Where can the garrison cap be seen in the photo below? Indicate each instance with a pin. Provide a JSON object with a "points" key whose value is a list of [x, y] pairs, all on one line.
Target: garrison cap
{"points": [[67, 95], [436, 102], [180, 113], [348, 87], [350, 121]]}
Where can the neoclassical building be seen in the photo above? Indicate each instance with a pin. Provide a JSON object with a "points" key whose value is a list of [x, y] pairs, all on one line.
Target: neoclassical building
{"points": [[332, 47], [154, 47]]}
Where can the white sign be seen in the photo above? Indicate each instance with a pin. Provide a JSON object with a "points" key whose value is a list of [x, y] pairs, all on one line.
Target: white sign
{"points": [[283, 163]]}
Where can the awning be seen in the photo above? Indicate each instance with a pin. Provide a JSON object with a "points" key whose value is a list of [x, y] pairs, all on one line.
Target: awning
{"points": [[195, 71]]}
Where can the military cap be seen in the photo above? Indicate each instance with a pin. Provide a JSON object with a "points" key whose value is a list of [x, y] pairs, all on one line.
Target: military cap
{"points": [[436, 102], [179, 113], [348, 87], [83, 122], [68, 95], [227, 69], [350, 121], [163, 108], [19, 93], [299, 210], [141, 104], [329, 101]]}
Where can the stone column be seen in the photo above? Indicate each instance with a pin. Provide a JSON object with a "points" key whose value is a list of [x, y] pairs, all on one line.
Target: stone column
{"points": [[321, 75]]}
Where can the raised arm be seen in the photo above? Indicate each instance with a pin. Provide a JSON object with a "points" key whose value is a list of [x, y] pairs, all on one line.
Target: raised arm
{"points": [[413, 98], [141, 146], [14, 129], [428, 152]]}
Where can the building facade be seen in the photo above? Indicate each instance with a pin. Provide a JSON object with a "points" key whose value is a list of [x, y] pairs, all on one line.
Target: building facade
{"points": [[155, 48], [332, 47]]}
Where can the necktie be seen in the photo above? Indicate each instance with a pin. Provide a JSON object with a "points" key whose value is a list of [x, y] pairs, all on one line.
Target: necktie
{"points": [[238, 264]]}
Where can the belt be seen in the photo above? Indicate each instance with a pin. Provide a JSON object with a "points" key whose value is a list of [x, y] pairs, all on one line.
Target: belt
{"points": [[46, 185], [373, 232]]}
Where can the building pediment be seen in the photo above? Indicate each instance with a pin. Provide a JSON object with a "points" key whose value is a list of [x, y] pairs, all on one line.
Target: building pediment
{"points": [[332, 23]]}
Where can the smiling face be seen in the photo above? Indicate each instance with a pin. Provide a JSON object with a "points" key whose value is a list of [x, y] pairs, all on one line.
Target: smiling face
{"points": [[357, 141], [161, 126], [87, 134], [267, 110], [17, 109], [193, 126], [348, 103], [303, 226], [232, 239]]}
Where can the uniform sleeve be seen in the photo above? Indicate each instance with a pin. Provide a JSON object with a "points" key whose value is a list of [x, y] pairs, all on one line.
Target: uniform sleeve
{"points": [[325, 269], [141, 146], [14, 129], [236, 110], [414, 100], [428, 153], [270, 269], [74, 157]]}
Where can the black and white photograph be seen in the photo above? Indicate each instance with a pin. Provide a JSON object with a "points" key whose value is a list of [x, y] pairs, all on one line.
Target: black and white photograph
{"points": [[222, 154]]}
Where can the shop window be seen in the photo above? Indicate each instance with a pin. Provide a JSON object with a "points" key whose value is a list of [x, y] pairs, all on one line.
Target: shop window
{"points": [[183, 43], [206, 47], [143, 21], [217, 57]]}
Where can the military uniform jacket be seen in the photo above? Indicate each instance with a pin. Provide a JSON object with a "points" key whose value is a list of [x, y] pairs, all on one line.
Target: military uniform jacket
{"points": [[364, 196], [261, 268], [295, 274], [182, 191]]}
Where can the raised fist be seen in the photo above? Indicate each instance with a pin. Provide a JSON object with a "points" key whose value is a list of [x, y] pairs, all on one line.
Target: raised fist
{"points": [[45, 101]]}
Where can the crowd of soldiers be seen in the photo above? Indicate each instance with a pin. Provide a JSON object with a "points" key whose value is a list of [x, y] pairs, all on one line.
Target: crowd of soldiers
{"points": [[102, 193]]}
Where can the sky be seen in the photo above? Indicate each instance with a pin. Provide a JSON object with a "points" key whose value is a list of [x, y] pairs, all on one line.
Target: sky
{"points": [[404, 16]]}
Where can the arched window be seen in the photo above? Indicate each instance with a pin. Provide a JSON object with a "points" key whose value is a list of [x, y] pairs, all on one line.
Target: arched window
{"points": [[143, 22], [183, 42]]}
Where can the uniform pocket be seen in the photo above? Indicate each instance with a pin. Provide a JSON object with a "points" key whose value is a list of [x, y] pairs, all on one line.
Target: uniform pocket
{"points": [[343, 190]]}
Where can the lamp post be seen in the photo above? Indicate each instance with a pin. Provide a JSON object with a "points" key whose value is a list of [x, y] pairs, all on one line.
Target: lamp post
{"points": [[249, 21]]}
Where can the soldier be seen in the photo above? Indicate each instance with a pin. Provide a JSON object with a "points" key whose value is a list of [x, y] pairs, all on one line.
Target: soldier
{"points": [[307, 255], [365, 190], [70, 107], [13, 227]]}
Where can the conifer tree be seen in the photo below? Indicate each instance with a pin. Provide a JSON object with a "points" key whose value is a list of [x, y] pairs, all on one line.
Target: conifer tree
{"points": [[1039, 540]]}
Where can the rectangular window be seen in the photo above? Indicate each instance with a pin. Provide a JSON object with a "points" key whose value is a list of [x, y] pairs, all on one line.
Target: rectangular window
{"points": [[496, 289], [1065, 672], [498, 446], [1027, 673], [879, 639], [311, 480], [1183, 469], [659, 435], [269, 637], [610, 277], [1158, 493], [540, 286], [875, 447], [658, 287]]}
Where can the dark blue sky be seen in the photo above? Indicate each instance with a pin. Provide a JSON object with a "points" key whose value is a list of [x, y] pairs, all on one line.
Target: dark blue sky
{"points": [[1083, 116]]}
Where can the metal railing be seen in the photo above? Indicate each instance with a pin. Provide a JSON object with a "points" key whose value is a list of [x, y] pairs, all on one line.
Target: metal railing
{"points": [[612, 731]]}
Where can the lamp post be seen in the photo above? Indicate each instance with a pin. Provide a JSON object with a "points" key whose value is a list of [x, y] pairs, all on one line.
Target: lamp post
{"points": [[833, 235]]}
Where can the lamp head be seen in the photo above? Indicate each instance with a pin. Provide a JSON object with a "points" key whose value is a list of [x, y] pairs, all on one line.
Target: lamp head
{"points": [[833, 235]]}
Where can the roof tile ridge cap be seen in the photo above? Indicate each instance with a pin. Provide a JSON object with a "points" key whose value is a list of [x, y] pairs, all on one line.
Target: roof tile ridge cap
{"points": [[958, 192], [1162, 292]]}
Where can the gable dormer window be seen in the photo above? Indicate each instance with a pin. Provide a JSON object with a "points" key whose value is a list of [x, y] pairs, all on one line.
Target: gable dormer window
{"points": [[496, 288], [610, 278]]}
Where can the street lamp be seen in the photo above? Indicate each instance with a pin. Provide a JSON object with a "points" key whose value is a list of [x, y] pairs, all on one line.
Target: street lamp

__________

■ Brief
Could you transcribe all of the entries exactly, leaving nothing out?

■ Expected answer
Where can the garrison cap be seen in the photo below? Indicate each instance with a pin. Provide a JSON object with a "points" key whose value is a list of [x, y] pairs, all on one line.
Target: garrison cap
{"points": [[67, 95], [436, 102], [180, 113], [348, 87], [350, 121]]}
Where can the neoclassical building be seen in the photo above? Indicate each instance with a pin. Provide a JSON object with a "points" key whose value is a list of [x, y] pairs, all on one line.
Target: neoclassical building
{"points": [[332, 47], [154, 47]]}
Where can the white sign be seen in the photo above? Indicate each instance with a pin. Provide a JSON object with a "points" key whose value is a list of [x, y] pairs, all on one line.
Target: white sign
{"points": [[283, 163]]}
Where can the awning be seen in the photo above? Indicate each instance with a pin. Provide a JSON object with a "points" key whose value is a list of [x, y] pairs, all on one line.
Target: awning
{"points": [[195, 71]]}
Where can the military cap be seen in the photo above? Indicate each instance with a pin. Provide a JSON object with a "points" key whose value is a list of [x, y] pairs, all on one line.
Target: military cap
{"points": [[436, 102], [179, 113], [348, 87], [83, 122], [68, 95], [227, 69], [350, 121], [163, 108], [19, 93], [299, 210], [141, 104], [329, 101]]}
Where can the stone column be seen in the photo above? Indicate each instance with a pin. Provide a JSON object with a "points" key whose value is a list of [x, y] pairs, all on one line.
Target: stone column
{"points": [[321, 75]]}
Where can the raised arm be seen in the photo above? Indicate each instance with a pin. Provide a JSON object with a "points" key whose value is a list of [x, y] pairs, all on one line.
Target: raised arm
{"points": [[413, 98], [141, 146], [14, 129], [428, 152]]}
Where can the building facade be seen in the photo above? Indicate each instance with a pin. Provide a JSON object with a "points" key whose value is a list of [x, y] pairs, all on one line.
Target: building facade
{"points": [[155, 48], [332, 47]]}
Where can the necktie be seen in the photo above? Indicate each instance with a pin. Provide a JSON object with a "points" key whose value is a list of [x, y] pairs, all on one line.
Target: necktie
{"points": [[238, 264]]}
Where can the belt be seen in the photo above? Indicate each instance with a pin. Provide a JSON object with a "points" key whose value is a list of [x, y] pairs, all on one line.
Target: belt
{"points": [[46, 185], [373, 232]]}
Where can the building pediment be seen in the photo above? Indicate each instance with a pin. Provide a JSON object with a "points" key whose value is a list of [x, y] pairs, all on one line.
Target: building pediment
{"points": [[332, 23]]}
Where can the smiling face be seen in the photo above? Indicate each instance with a pin. Provide a JSON object with a "points" key whose value is a list of [x, y] pairs, all on one line.
Target: smiling face
{"points": [[357, 141], [161, 126], [87, 134], [267, 110], [17, 109], [193, 126], [348, 103], [303, 226], [232, 239]]}
Where can the uniform sleeve be seen in the photo above? Indicate each instance with a pin. Provide a JSON object with a "points" key whose value is a list of [x, y] pairs, all on one line.
Target: uniform sleeve
{"points": [[325, 269], [141, 146], [14, 129], [236, 110], [414, 100], [428, 153], [270, 269], [74, 157]]}
Where can the black and white photograph be seen in the photo above? Indicate each instance with a pin. Provide a JSON object with a "points" key whose value is a list of [x, y] pairs, all on one line.
Target: black and white photograph
{"points": [[222, 154]]}
Where can the shop window be seen in the photo above? Indicate each instance with a pin. Provide a JSON object with a "points" key whose value is a list of [x, y] pairs, all on one line.
Target: shop window
{"points": [[183, 43], [206, 47], [143, 21], [217, 57]]}
Where can the military uniform jacket be seen in the photo above? Indicate each instance with a pin. Provide a JSON object with a "points" key whose value is a list of [x, y] pairs, all on one line.
Target: military uniform jacket
{"points": [[364, 196], [261, 268], [295, 274], [182, 191]]}
Where can the raised fist be seen in the photo above? Indicate each instance with a pin. Provide a JSON object with a "points" key whose value is a list of [x, y] pairs, all on one line.
Target: raised fist
{"points": [[45, 101]]}
Where can the crowd of soldiers be seen in the photo above? Indicate each instance with a pin. Provide a JSON object with a "points" key whose value is a list of [x, y] pairs, all on one line.
Target: crowd of soldiers
{"points": [[102, 193]]}
Where can the sky be seen in the photo above? Indicate each instance with a pin. Provide a JSON object with a "points" key whose value is a list of [x, y] pairs, all on one line.
Target: sky
{"points": [[404, 16]]}
Where can the arched window be seen in the photo above? Indicate each instance with a pin. Provide a JSON object with a "points" key whose value is a list of [x, y] pairs, all on one line.
Target: arched window
{"points": [[143, 22], [183, 42]]}
Where can the uniform pocket be seen in the photo above? Indicate each instance with a pin. Provide a JSON object with a "points" key whose value is a list of [x, y] pairs, all on one line.
Target: uniform pocket
{"points": [[343, 190]]}
Where can the lamp post be seen in the photo above? Indicate each instance with a pin. Provide a JSON object with a "points" key whose value is a list of [x, y] pairs, all on one line.
Target: lamp post
{"points": [[249, 21]]}
Where can the soldier be seen in the photo above? Indicate each instance with a pin. Provide a JSON object with a "points" key whose value is a list of [x, y] pairs, all on one line.
Target: soldier
{"points": [[307, 255], [365, 190], [70, 107], [13, 227]]}
Where can the conifer tree be seen in the photo below? Indicate each instance with a pin. Provide a JSON object with a "points" key whose value is a list of [x, y] pairs, all on one line.
Target: conifer tree
{"points": [[1039, 540]]}
Where can the rectangular window be seen in the photo above? Indicate each instance with a pin. Provide a JSON object with a "points" key whose value is a list of [x, y] pairs, all on one line.
Target: rectangular window
{"points": [[496, 289], [1065, 672], [498, 446], [1027, 673], [879, 639], [311, 480], [1183, 469], [659, 435], [269, 637], [610, 277], [1158, 493], [540, 286], [875, 447], [658, 287]]}
Where can the dark blue sky be seen in the photo above? Indicate each instance with a pin. Provide a JSON object with a "points" key whose value is a list of [x, y] pairs, all on one line.
Target: dark blue sky
{"points": [[1083, 116]]}
Where can the metal railing be seen in the photo above? Indicate each instance with a pin. Provide a JSON object with a "points" key whose value is a list of [x, y] pairs, all on one line.
Target: metal railing
{"points": [[612, 731]]}
Where can the lamp post be seen in the photo above? Indicate each instance with a pin. Provide a JSON object with a "points" key whose value is a list of [x, y] pairs, all on one line.
Target: lamp post
{"points": [[833, 235]]}
Where can the lamp head be seen in the photo above? Indicate each instance with a pin. Provide a JSON object with a "points" key whose value is a list of [x, y] pairs, all on one line.
Target: lamp head
{"points": [[833, 235]]}
Where can the roof tile ridge cap be seen in the photo above? Indicate each instance with a pin. Provide a JSON object with a "points" key whose value is a list of [x, y] pairs, all on one line.
Target: roof tile ridge cap
{"points": [[958, 192], [1162, 292]]}
Where can the gable dormer window be seen in the photo above? Indicate each instance with a pin. Provide a JSON object with a "points" key whose value is a list of [x, y] pairs, all on one line.
Target: gable dormer window
{"points": [[496, 288], [610, 278]]}
Where can the street lamp be seen in the photo above? Indicate each instance with a pin. Provide a JSON object with a "points" key whose value is a list of [x, y] pairs, all on one line.
Target: street lamp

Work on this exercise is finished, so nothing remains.